_Source passage_:
◇ ◇ ◇ ◇
No way. Something more than just a big fire happened in this pan. We let the one below go well into the night, and someone even broke out some bags of fancy (super hot) hardwood and still no real damage to the pans. These two had only a very slight, barely noticeable bend between their adjoining side panels. Big spoon, little spoon. Whatever made that carnage above happen had to have been pretty serious.










One of the same pans, a few weeks later. Still no damage.


----------



## k2andcannoli (Feb 28, 2012)

I made my own flat pack pit out of 12 ga. mild steel, 4 pieces total, packs 24"x12"×1" and cost me about $40 for the steel remnants and a cut off wheel...sure its heavy and dirty, but it's made to hold campfires and last forever. I was suspicious of those pits when I first saw them on here. Aluminum and heat don't work well together.


----------



## DidNotWinLottery (Mar 6, 2018)

Our fire was MUCH smaller then either of these, and far less then the photo above. Sides melted in minutes.




bcpnick said:


> No way. Something more than just a big fire happened in this pan. We let the one below go well into the night, and someone even broke out some bags of fancy (super hot) hardwood and still no real damage to the pans. These two had only a very slight, barely noticeable bend between their adjoining side panels. Big spoon, little spoon. Whatever made that carnage above happen had to have been pretty serious.
> 
> View attachment 59043
> 
> ...


----------



## sarahkonamojo (May 20, 2004)

Accelerant?


----------



## DidNotWinLottery (Mar 6, 2018)

Nope, did not bring any this time due to space and dry conditions. Frankly it does not take much to start a fire in these.


----------



## MT4Runner (Apr 6, 2012)

Wind in camp?
◇ ◇ ◇ ◇
_Data section_:
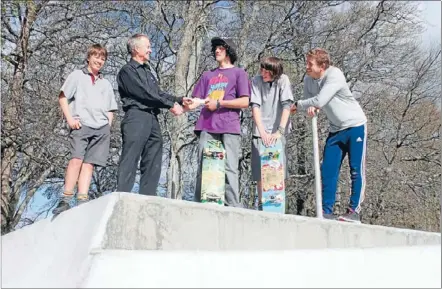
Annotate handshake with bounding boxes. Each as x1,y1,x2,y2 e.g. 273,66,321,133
170,97,217,116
◇ ◇ ◇ ◇
_Exercise set_:
• a. In the fire pit thread, what gauge and type of steel was the homemade flat pack pit made from?
• b. Please proceed with the fire pit thread, writing on after its last post.

_Set of answers_:
• a. 12 ga. mild steel.

• b.
Was the fire entirely covering the sides? 
As aluminum is such a good conductor, I wonder if the fire was heating up the entire side...one spot was hotter than the rest, but it couldn't dissipate heat.

I've had some very hot fires in mine, even including wood hanging over the sides...but never so large it engulfed the entire pit, so I assume it was always able to cool itself off.


----------



## DidNotWinLottery (Mar 6, 2018)

A slight breeze, not too extreme. One side is not melted or damaged, fire mostly covered one end, not the melted one


----------



## seantana (Mar 5, 2015)

How big is the log on the left of the picture? Looks pretty decent sized, and still smoking. Was that laying across the side burning? I just bought a pop up pit and plan to baptize it next week, avoiding this is high on my list of shit.


----------



## DidNotWinLottery (Mar 6, 2018)

Yes, log on the ground was removed, was the culprit. Maybe 24"x8"x5"?


----------



## yesimapirate (Oct 18, 2010)

Dang. I'd be interested to hear what the pop pit people's opinion on the matter. I wonder if it was a combo of heat AND weight. I've put mine thru some pretty high heat situations, but I do my best to not rest the wood on the sides.


----------



## Electric-Mayhem (Jan 19, 2004)

I've had some pretty decent sized fires in mine with logs hanging over the sides too. There are some slight bend in the side panels but no indication of melting. We did fires every night of a MFS/Main trip earlier this year and I used it on a couple other trips with great success.

Not sure what happened with yours DNWL...but in my experience with mine its far from a typical occurance. Seems like a combination of factors came together to cause it.

I'll admit that I do get kinda paranoid about how people treat mine and I'm always sort of watching what people do with it. Whatever small amount of stress that provides is certainly offset by how compact and lightweight this is and how thoroughly it burns the wood down.


----------



## MT4Runner (Apr 6, 2012)

Electric-Mayhem said:


> Whatever small amount of stress that provides is certainly offset by how compact and lightweight this is and how thoroughly it burns the wood down.


I LOVE the minimal ash mess. It's awesome to be able to dump a handful of cold ash in the kitchen trash when you fold up the pit in the morning, instead of dealing with a big can of soggy wet ash.


----------



## Idaho_ski_bum (Jun 22, 2018)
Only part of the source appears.